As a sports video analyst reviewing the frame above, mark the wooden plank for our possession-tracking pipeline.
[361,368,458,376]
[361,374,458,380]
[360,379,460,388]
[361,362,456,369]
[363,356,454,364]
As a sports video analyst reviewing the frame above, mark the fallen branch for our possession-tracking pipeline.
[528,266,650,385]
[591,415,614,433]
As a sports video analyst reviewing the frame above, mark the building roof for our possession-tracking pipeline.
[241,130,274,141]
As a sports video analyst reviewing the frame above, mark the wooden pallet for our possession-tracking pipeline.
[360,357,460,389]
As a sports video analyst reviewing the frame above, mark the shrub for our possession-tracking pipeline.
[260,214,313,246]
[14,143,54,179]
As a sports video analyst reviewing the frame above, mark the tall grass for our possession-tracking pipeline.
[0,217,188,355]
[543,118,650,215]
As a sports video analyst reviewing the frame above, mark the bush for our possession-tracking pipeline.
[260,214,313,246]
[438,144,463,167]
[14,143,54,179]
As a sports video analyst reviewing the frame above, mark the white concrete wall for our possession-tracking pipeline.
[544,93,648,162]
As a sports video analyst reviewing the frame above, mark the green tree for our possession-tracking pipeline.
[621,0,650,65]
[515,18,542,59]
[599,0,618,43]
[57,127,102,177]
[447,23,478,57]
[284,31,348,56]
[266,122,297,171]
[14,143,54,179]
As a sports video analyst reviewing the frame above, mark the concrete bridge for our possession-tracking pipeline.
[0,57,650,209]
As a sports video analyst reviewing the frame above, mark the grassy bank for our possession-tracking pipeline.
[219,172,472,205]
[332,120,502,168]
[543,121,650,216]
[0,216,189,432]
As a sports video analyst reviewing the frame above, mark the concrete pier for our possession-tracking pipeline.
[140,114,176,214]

YOUR INSTRUCTIONS:
Print every line of the material above again, unchanged, from the first to the last.

TASK RESPONSE:
As a sports video analyst reviewing the frame above, mark the wooden plank for our possession-tracking pipeline.
[361,368,458,376]
[361,374,458,380]
[360,379,460,388]
[361,362,456,369]
[363,356,454,364]
As a sports video analyst reviewing the frame above, mark the fallen branch for our possession-tracking pipeline.
[528,266,650,385]
[591,415,614,433]
As a sports video analyst reviewing the frame above, mark the building roof for our possession-tracking pipeline.
[241,130,274,141]
As a sports video analyst reviewing the frame above, mark the wooden pallet for our possession-tracking pipeline.
[360,357,460,389]
As a sports video analyst reviewing the frame above, mark the shrub for our possession-tracking pipeline.
[260,214,313,246]
[14,143,54,179]
As a sports video analyst reviewing the frame above, mark the tall grass for our possession-tracking pipeline.
[0,217,188,355]
[543,118,650,215]
As a sports video analyst reviewing the frame above, mark the bush for our possession-tracking pipeline.
[260,214,313,246]
[438,144,463,167]
[14,143,54,179]
As a sports video analyst reviewing the frame above, mark the white concrete wall for our possession-tracking pipeline.
[544,93,648,162]
As a sports video analyst reviewing the frame above, mark the green tree for our possession-tracking pipeline.
[621,0,650,65]
[515,18,542,59]
[599,0,618,43]
[57,127,102,177]
[447,23,478,57]
[284,31,348,56]
[266,122,297,171]
[14,143,54,179]
As a sports video analyst reviewing the frame above, mark the concrete bridge for our possession-tracking pipeline.
[0,57,650,209]
As a sports video analyst reviewing the frame above, mark the grassy bank for our possession-tracking pipeline.
[219,172,472,205]
[332,120,502,168]
[543,121,650,216]
[0,216,189,432]
As a sports video analyst reviewing the frame above, mark the concrete pier for our possession-tracking pipeline.
[140,114,176,214]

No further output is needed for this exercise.